- **Provided text**:
* start *
A ball is attached to the end of a string and spun horizontally. Its position relative to a given point, $O$ , at time $t$ seconds, $t \geq 0$ , is given by the equation

$r = (\begin{matrix} 1.5 \cos (0.1 t^{2}) \\ 1.5 \sin (0.1 t^{2}) \end{matrix})$ where all displacements are in metres.

The string breaks when the magnitude of the ball’s acceleration exceeds $20 {ms}^{- 2}$ .

Show that the ball is moving in a circle with its centre at $O$ and state the radius of the circle.

[4]

a.

Find an expression for the velocity of the ball at time $t$ .

[2]

b.i.

Hence show that the velocity of the ball is always perpendicular to the position vector of the ball.

[2]

b.ii.

Find an expression for the acceleration of the ball at time $t$ .

[3]

c.i.

Find the value of $t$ at the instant the string breaks.

[3]

c.ii.

How many complete revolutions has the ball completed from $t = 0$ to the instant at which the string breaks?

[3]

c.iii.

Markscheme

* This sample question was produced by experienced DP mathematics senior examiners to aid teachers in preparing for external assessment in the new MAA course. There may be minor differences in formatting compared to formal exam papers.

$|r| = \sqrt{1 . 5^{2} \cos^{2} (0.1 t^{2}) + 1 . 5^{2} \sin^{2} (0.1 t^{2})}$ M1

$= 1.5$ as $\sin^{2} θ + \cos^{2} θ = 1$ R1

Note: use of the identity needs to be explicitly stated.

Hence moves in a circle as displacement from a fixed point is constant. R1

Radius $= 1.5 m$ A1

[4 marks]

a.

$v = (\begin{matrix} - 0.3 t \sin (0.1 t^{2}) \\ 0.3 t \cos (0.1 t^{2}) \end{matrix})$ M1A1

Note: M1 is for an attempt to differentiate each term

[2 marks]

b.i.
* end *
Excerpts of annotation records
* start *
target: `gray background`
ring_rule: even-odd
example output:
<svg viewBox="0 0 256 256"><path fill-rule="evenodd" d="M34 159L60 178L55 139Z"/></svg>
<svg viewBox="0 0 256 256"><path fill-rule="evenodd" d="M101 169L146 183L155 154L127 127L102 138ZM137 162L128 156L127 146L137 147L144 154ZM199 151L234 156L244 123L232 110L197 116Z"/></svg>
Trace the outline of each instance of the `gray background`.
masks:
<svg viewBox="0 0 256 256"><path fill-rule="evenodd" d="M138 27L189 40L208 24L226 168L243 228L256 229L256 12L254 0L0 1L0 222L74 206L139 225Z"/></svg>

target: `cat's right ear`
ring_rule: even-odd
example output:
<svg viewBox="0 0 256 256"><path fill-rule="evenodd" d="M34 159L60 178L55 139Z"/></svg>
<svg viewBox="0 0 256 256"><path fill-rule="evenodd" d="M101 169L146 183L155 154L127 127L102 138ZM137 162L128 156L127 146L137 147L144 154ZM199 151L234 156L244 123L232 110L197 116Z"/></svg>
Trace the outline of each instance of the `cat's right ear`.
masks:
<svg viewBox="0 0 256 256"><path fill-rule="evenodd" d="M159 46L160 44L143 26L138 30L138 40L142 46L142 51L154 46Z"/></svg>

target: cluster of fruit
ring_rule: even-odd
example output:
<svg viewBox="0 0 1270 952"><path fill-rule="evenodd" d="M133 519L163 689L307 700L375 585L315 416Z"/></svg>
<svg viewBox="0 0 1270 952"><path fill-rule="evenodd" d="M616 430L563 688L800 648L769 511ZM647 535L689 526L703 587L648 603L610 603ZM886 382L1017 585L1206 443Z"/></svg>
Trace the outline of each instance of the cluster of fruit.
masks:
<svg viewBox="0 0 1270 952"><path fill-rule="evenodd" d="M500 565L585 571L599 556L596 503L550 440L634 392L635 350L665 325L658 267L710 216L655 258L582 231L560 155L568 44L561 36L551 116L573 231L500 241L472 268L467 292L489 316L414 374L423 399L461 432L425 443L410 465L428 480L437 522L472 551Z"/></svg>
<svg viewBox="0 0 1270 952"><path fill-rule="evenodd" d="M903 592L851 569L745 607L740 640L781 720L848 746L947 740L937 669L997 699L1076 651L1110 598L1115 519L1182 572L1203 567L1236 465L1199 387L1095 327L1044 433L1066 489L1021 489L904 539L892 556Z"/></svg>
* end *
- **Requirements**:
(a) Reproduce the part of the ball-on-a-string problem that begins at the words "A ball is attached" and ends after the words "velocity of the ball at time $t$ .".
(b) Carry on the ball-on-a-string problem from the point where it currently ends.

- **Answers for this exercise**:
(a)
A ball is attached to the end of a string and spun horizontally. Its position relative to a given point, $O$ , at time $t$ seconds, $t \geq 0$ , is given by the equation

$r = (\begin{matrix} 1.5 \cos (0.1 t^{2}) \\ 1.5 \sin (0.1 t^{2}) \end{matrix})$ where all displacements are in metres.

The string breaks when the magnitude of the ball’s acceleration exceeds $20 {ms}^{- 2}$ .

Show that the ball is moving in a circle with its centre at $O$ and state the radius of the circle.

[4]

a.

Find an expression for the velocity of the ball at time $t$ .

(b)
$v ∙ r = (\begin{matrix} 1.5 \cos (0.1 t^{2}) \\ 1.5 \sin (0.1 t^{2}) \end{matrix}) ∙ (\begin{matrix} - 0.3 t \sin (0.1 t^{2}) \\ 0.3 t \cos (0.1 t^{2}) \end{matrix})$ M1

Note: M1 is for an attempt to find $v ∙ r$

$= 1.5 \cos (0.1 t^{2}) \times (- 0.3 t \sin (0.1 t^{2})) + 1.5 \sin (0.1 t^{2}) \times 0.3 t \sin (0.1 t^{2}) = 0$ A1

Hence velocity and position vector are perpendicular. AG

[2 marks]

b.ii.

$a = (\begin{matrix} - 0.3 \sin (0.1 t^{2}) - 0.06 t^{2} \cos (0.1 t^{2}) \\ 0.3 \cos (0.1 t^{2}) - 0.06 t^{2} \sin (0.1 t^{2}) \end{matrix})$ M1A1A1

[3 marks]

c.i.

${(- 0.3 \sin (0.1 t^{2}) - 0.06 t^{2} \cos (0.1 t^{2}))}^{2} + {(0.3 \cos (0.1 t^{2}) - 0.06 t^{2} \sin (0.1 t^{2}))}^{2} = 400$ (M1)(A1)

Note: M1 is for an attempt to equate the magnitude of the acceleration to $20$ .

$t = 18.3 (18.256 \dots) (s)$ A1

[3 marks]

c.ii.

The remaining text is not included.